▶ _To do_
Pull out each line of the listing that contains the string "tall", matching case exactly.

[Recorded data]
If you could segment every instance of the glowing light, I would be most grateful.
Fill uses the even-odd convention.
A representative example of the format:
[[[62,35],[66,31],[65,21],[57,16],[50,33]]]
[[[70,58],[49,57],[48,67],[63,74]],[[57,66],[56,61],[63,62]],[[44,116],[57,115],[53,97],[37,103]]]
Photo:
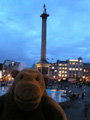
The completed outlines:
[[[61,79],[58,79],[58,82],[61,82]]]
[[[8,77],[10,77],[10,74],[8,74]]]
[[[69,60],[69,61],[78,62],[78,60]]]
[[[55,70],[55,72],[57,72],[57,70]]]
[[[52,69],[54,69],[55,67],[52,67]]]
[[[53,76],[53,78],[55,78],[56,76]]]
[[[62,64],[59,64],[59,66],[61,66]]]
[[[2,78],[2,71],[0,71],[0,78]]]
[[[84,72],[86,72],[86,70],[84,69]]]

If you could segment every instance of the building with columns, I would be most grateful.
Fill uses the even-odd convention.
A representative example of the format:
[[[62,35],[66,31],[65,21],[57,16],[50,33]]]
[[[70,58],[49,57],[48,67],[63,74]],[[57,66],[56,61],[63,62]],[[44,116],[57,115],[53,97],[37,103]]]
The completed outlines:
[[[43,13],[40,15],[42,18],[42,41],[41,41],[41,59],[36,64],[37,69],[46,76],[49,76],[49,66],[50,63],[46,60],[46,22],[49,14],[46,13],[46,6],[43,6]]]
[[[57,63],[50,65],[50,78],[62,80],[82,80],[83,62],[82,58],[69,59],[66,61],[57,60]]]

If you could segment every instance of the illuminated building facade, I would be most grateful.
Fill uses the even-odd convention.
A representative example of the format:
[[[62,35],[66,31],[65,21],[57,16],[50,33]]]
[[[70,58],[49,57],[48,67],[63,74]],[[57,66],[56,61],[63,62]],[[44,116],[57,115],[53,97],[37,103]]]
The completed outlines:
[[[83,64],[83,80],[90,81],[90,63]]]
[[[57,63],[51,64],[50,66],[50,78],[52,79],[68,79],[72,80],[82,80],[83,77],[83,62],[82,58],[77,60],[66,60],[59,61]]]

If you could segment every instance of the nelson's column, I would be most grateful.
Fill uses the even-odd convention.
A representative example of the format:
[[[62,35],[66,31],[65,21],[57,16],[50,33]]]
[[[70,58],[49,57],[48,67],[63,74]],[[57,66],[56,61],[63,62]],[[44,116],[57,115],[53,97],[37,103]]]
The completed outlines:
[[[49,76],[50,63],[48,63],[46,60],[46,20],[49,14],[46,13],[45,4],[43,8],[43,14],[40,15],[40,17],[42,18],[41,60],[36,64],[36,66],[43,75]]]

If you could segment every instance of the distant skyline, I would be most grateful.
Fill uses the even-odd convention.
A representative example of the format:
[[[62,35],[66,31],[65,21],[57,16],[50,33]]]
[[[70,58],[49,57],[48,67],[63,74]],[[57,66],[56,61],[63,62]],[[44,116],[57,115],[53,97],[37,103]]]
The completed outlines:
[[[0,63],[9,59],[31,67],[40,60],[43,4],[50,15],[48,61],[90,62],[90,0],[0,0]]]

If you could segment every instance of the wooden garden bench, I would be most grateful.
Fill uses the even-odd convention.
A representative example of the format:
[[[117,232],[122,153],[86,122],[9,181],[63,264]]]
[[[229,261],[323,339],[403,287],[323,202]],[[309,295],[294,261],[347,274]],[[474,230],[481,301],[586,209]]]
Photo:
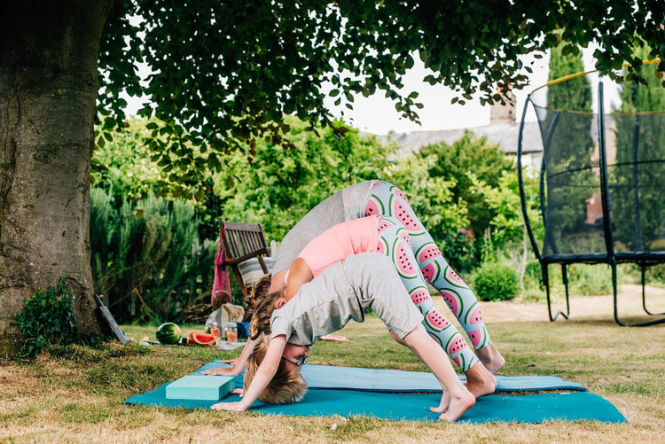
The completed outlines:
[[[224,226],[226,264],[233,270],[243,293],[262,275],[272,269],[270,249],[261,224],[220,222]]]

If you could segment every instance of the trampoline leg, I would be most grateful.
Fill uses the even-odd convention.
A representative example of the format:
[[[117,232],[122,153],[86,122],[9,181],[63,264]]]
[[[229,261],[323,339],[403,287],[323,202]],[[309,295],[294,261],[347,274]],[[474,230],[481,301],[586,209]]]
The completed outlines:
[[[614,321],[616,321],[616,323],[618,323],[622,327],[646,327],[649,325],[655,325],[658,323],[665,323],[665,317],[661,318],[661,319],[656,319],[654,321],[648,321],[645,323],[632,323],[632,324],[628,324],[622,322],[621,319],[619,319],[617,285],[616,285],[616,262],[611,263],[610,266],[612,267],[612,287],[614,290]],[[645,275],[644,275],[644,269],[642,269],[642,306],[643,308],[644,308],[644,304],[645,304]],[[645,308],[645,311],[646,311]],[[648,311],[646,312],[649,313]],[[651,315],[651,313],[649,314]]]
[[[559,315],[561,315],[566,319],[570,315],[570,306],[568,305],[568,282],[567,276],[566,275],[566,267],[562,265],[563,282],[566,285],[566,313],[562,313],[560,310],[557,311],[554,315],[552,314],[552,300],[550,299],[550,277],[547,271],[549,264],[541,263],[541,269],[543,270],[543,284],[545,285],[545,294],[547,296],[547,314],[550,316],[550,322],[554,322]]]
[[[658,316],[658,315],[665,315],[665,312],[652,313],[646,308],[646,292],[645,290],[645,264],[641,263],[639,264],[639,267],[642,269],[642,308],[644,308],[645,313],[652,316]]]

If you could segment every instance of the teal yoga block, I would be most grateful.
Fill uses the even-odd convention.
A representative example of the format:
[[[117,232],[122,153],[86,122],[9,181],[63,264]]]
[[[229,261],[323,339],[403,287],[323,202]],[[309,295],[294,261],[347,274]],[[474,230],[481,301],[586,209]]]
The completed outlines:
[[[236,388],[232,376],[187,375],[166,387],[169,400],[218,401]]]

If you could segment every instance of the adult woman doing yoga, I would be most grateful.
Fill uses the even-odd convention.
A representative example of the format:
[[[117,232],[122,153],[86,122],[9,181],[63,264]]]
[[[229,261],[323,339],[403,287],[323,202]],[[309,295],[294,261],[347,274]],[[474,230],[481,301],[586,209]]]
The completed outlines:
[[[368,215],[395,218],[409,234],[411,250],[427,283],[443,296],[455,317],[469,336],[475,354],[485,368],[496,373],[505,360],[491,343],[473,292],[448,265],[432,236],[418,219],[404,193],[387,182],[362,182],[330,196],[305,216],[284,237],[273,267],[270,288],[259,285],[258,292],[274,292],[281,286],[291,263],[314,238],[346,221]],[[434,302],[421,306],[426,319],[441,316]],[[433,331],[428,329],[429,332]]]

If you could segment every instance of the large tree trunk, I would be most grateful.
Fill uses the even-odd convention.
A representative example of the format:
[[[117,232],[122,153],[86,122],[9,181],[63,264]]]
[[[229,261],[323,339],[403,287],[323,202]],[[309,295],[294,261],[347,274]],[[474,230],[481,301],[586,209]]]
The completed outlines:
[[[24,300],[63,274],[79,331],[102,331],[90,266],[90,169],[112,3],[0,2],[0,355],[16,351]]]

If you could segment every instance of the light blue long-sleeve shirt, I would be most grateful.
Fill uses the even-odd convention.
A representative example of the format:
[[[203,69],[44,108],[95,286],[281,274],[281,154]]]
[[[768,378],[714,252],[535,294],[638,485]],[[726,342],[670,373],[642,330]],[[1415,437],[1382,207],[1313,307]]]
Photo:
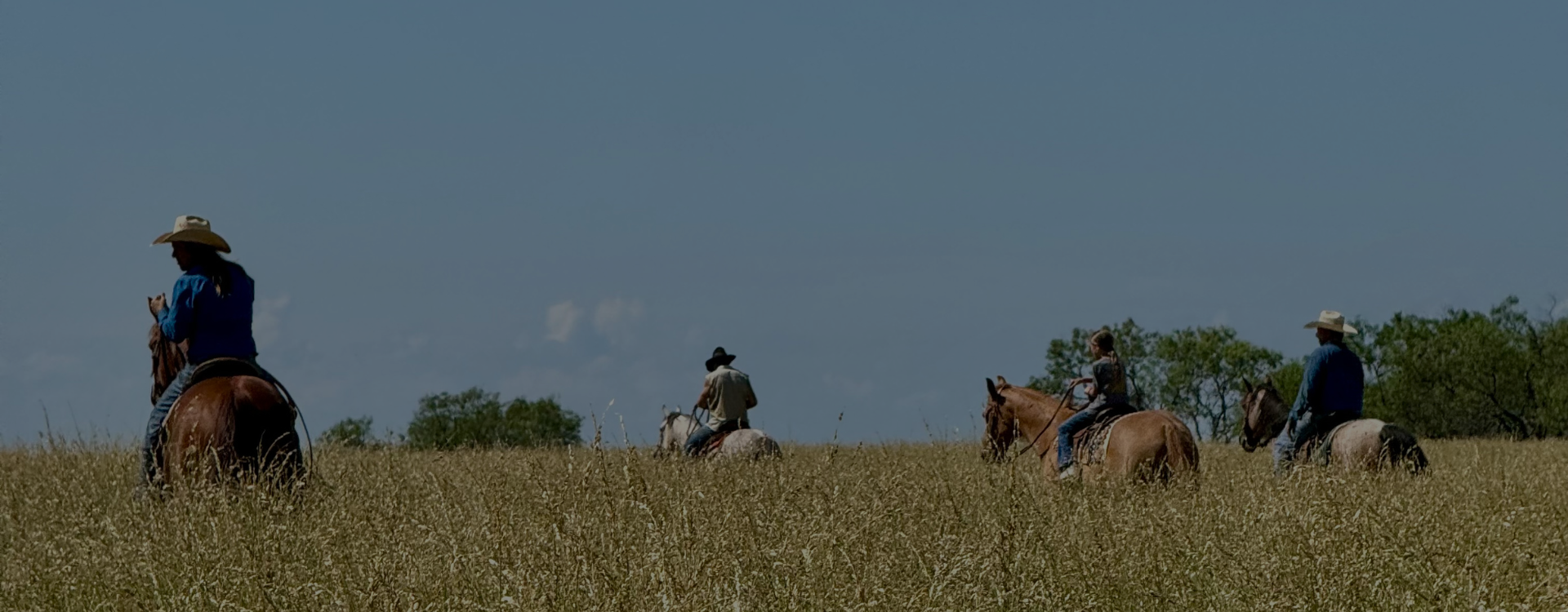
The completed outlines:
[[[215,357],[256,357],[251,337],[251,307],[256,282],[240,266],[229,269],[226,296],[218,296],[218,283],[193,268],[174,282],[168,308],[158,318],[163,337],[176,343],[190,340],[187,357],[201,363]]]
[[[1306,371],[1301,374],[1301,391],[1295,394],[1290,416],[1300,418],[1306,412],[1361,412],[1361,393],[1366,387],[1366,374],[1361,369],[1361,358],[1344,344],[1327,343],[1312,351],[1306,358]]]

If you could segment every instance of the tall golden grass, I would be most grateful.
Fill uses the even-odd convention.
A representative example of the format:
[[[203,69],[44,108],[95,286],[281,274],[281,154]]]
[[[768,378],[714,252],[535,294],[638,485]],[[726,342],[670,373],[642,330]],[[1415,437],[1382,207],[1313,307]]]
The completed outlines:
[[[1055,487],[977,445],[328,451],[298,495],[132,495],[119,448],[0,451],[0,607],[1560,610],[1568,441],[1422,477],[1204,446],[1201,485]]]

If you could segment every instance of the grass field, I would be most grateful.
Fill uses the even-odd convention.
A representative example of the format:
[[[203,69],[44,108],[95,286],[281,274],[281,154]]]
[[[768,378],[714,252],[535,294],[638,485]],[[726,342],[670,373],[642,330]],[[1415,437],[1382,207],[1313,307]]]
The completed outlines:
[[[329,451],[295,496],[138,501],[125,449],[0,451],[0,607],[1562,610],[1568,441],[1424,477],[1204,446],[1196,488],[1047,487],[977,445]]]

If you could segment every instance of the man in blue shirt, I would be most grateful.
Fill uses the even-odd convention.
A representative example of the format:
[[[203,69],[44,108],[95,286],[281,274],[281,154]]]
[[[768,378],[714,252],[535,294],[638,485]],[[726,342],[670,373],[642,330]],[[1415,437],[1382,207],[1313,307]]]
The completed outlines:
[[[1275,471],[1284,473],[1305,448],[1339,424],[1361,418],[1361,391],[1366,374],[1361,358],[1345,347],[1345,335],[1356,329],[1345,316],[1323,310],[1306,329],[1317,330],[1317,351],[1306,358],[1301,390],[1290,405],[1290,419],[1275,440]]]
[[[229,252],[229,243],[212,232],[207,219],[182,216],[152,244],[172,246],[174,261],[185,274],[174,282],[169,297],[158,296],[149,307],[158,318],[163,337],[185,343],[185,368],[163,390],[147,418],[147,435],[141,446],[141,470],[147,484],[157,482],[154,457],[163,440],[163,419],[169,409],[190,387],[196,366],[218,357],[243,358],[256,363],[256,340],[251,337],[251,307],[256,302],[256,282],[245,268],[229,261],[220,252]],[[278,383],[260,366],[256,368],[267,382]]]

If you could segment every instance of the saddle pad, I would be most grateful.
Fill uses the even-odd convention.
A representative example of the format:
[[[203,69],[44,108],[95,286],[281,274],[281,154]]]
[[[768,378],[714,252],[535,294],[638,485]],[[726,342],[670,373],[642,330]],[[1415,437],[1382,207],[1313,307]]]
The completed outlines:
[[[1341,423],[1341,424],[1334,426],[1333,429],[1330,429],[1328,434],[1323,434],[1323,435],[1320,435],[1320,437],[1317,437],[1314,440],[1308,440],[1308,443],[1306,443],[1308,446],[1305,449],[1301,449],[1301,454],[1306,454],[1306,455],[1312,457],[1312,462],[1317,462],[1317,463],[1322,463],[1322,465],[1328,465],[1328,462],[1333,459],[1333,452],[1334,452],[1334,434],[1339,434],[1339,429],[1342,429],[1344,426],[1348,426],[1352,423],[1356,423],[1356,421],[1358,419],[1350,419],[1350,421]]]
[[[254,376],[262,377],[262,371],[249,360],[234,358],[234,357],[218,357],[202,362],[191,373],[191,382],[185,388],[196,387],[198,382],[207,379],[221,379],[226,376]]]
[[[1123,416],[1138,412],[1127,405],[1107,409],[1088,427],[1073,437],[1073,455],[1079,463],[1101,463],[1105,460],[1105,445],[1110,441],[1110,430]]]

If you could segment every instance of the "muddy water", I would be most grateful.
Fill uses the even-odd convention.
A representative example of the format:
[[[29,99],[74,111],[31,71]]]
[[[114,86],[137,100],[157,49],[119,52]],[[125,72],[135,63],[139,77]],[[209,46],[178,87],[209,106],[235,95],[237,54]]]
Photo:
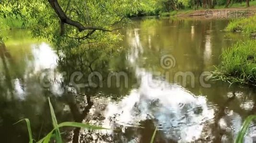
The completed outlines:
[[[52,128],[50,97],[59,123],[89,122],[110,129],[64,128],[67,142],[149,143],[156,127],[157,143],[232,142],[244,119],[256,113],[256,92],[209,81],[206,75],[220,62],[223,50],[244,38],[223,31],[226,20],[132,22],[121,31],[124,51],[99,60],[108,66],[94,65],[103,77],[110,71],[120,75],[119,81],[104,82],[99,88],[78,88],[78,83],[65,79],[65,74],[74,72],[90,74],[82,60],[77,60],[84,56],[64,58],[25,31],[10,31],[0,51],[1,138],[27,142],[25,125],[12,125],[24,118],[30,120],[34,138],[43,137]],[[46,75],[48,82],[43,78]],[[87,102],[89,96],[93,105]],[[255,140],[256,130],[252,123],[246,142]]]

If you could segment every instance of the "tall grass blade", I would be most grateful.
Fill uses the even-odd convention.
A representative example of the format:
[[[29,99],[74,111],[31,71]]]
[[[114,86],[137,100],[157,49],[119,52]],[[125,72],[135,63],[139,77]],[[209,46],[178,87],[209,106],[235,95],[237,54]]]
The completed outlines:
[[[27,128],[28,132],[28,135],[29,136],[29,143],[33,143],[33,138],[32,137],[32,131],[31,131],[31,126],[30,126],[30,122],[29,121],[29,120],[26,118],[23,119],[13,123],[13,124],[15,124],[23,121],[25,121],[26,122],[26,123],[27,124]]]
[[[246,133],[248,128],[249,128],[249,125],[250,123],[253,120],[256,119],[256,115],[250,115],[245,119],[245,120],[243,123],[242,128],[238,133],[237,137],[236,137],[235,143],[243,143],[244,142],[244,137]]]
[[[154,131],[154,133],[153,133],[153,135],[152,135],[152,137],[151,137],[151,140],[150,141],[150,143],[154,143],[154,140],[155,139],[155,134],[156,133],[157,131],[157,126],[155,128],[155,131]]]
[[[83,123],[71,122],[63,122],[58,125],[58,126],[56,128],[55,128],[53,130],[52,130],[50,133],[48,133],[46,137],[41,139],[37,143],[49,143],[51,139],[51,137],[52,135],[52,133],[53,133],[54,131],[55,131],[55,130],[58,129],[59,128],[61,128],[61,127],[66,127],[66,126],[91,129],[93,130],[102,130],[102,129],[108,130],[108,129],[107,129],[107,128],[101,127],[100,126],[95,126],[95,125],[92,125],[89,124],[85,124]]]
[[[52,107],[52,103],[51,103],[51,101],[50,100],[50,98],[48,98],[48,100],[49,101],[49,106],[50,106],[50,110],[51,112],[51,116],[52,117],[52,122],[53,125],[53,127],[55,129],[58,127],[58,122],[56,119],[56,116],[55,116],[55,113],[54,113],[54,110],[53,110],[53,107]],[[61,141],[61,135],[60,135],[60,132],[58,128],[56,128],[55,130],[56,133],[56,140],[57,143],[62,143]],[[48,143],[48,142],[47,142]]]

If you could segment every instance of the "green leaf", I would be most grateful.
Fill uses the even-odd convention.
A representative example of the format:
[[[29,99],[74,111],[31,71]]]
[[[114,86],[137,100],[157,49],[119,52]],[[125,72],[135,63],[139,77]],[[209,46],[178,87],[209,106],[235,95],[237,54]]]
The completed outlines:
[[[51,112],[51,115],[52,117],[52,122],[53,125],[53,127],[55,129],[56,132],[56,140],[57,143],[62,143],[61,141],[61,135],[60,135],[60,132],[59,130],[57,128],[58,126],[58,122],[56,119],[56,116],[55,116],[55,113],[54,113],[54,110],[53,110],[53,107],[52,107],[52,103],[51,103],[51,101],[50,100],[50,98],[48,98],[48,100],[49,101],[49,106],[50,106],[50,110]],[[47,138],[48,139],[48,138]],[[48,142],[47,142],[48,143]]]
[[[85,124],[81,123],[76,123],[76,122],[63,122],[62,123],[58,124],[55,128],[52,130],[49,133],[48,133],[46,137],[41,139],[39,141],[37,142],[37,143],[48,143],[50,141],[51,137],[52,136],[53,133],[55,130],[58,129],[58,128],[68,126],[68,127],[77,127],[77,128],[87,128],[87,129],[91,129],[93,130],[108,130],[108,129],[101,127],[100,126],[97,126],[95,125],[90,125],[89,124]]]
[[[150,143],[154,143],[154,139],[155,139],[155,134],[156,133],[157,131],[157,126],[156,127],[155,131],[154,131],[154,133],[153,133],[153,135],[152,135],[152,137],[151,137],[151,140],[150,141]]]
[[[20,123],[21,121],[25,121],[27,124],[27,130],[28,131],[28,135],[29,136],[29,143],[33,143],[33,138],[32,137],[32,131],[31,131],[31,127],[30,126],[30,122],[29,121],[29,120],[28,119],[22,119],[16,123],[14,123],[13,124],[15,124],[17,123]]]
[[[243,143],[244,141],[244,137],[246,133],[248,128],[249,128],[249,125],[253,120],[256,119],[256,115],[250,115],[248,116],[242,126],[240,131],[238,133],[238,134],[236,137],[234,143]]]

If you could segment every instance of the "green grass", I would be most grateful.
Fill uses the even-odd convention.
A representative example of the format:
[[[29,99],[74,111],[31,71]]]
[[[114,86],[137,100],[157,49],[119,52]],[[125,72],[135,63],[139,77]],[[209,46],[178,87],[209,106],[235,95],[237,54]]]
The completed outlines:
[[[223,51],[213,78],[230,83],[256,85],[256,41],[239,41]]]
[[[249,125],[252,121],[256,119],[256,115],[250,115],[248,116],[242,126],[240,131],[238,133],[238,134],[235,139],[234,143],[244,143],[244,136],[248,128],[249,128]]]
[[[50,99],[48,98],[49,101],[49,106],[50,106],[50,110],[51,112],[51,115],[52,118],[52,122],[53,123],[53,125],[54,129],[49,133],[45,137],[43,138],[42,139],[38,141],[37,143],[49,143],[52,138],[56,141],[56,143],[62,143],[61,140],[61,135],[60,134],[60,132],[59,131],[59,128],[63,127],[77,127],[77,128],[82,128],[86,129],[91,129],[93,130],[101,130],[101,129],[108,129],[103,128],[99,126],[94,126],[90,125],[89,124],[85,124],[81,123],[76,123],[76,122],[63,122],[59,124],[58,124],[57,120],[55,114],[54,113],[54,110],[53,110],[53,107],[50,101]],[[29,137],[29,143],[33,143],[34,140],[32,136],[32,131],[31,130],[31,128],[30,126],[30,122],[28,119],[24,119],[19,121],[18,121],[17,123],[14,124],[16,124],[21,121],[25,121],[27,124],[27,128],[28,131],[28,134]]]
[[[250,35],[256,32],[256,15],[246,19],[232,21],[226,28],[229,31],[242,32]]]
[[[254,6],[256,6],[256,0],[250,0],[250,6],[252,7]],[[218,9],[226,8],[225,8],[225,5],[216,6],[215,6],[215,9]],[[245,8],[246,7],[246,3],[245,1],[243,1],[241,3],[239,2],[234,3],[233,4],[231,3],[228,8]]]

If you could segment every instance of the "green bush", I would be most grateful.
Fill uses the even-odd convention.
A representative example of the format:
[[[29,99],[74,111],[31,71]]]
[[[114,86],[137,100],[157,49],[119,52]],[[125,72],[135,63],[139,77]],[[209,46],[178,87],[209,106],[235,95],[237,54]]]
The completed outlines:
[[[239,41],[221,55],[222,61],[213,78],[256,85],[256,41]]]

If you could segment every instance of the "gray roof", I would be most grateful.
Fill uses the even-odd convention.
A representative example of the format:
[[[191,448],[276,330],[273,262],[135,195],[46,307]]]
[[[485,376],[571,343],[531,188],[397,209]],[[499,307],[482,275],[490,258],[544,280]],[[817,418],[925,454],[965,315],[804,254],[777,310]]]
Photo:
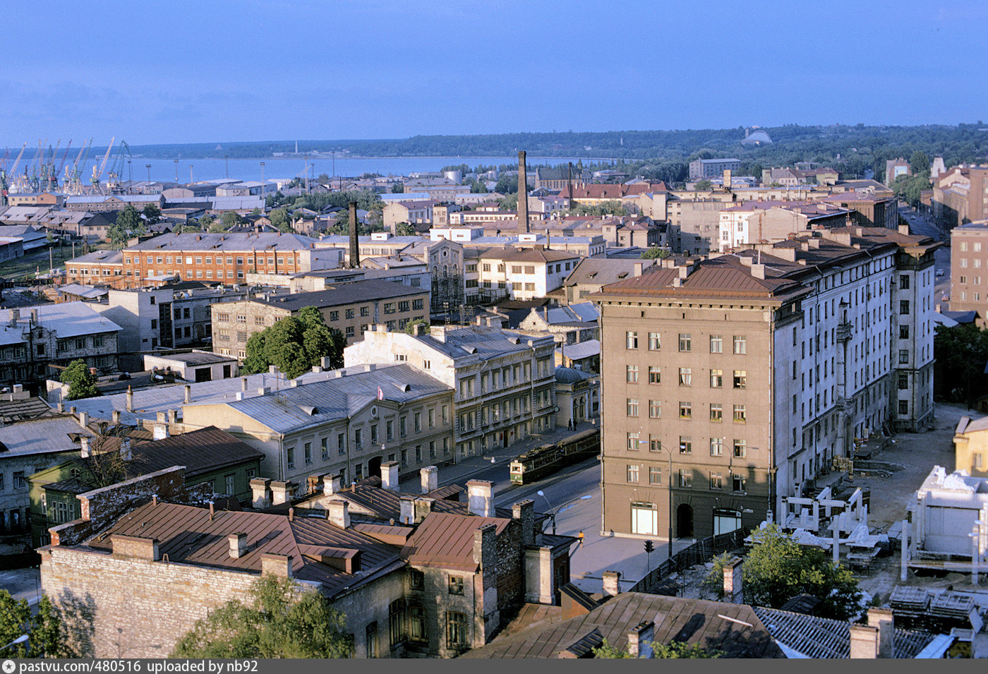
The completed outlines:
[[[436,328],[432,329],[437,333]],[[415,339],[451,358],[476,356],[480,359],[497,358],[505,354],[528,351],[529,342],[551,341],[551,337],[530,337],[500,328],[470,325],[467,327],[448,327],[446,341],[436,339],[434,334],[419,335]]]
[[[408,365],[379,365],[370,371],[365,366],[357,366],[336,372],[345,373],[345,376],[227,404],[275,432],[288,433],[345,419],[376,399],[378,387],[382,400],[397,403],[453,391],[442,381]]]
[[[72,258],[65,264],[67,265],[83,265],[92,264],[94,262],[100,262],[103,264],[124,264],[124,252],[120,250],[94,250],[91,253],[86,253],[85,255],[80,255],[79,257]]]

▶ _Answer below_
If you could segment every instance of the tall golden grass, I would be most grateful.
If you could segment every instance of the "tall grass blade", I would be most grateful.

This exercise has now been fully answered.